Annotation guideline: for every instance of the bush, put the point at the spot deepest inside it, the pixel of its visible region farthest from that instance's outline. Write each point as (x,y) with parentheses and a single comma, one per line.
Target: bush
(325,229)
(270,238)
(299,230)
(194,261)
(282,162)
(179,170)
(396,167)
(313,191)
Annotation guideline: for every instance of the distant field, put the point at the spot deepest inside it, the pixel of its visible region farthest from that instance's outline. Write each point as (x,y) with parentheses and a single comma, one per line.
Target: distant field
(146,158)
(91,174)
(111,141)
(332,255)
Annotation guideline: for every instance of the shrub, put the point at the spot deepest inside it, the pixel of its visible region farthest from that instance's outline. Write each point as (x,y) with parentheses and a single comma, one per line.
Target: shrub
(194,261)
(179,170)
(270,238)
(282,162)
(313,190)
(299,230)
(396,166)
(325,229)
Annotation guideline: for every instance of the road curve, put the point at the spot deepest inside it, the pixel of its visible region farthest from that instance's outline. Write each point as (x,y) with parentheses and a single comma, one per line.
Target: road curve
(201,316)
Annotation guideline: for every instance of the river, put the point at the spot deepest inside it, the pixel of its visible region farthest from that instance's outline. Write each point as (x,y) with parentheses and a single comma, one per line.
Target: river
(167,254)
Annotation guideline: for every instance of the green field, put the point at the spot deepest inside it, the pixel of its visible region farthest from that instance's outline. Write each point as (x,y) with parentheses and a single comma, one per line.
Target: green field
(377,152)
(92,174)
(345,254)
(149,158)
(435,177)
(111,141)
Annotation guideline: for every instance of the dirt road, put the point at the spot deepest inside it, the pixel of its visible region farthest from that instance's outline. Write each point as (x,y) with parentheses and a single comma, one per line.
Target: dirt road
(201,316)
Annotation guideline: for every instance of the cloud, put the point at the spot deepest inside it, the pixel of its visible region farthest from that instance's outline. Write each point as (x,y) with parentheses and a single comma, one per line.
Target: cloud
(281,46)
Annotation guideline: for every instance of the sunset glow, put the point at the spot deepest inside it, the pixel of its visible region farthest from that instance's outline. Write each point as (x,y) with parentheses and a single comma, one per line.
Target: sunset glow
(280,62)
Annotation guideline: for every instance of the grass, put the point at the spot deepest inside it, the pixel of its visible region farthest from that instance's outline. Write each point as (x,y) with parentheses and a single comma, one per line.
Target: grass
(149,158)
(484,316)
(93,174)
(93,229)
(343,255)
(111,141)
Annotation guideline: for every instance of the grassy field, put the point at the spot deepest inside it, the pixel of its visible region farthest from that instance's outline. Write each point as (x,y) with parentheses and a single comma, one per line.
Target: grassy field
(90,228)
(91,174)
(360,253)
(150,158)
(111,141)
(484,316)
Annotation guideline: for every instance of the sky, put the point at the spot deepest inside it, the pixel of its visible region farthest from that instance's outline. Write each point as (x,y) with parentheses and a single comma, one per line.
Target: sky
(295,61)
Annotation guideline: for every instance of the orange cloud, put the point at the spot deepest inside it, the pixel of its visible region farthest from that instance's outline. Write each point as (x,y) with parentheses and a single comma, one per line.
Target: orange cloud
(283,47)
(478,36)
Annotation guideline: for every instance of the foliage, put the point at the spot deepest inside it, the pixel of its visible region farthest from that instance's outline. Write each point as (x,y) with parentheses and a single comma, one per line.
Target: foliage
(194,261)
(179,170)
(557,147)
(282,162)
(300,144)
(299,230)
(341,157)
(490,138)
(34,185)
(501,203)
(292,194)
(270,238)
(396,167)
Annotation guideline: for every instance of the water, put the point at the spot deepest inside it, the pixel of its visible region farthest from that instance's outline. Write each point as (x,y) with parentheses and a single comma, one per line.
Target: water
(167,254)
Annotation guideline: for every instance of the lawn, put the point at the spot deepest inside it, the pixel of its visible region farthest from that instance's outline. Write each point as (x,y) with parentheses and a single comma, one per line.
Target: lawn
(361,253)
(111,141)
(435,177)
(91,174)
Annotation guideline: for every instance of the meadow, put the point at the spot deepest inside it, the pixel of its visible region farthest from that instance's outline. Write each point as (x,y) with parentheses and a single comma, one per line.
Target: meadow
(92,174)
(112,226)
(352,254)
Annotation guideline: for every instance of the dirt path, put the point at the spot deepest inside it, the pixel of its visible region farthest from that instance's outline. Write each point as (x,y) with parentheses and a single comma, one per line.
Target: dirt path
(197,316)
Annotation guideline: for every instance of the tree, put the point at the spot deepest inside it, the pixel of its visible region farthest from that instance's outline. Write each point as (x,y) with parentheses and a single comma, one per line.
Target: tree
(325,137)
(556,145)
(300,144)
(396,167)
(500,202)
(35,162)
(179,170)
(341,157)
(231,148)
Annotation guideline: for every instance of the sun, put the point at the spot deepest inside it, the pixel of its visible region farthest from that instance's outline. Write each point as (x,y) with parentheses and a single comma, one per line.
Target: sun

## Task to complete:
Would you print, exactly as written, every line above from the one holding "Annotation guideline: for every instance of the cloud, put" through the one holding "Annotation guideline: for every instance of the grass, put", with both included and no other lines?

## Result for this task:
Annotation guideline: for every instance of the cloud, put the point at the spot deepest inside it, the pixel of its visible region farthest from that instance's outline. Write each point as (x,y) with parentheses and a single comma, one per line.
Target: cloud
(281,46)
Annotation guideline: for every instance of the sunset glow, put the point at the spot deepest inside it, the pixel of its visible region farthest from that instance's outline. Write each point as (x,y) with parentheses and a single comma, one per line.
Target: sunset glow
(280,62)
Annotation guideline: for every instance of the grass, put the point at the spot deepest inside it, the pixel of its visible region farthest from that instance's outline. Write each point as (x,y) with parentheses and a single comma, one per line.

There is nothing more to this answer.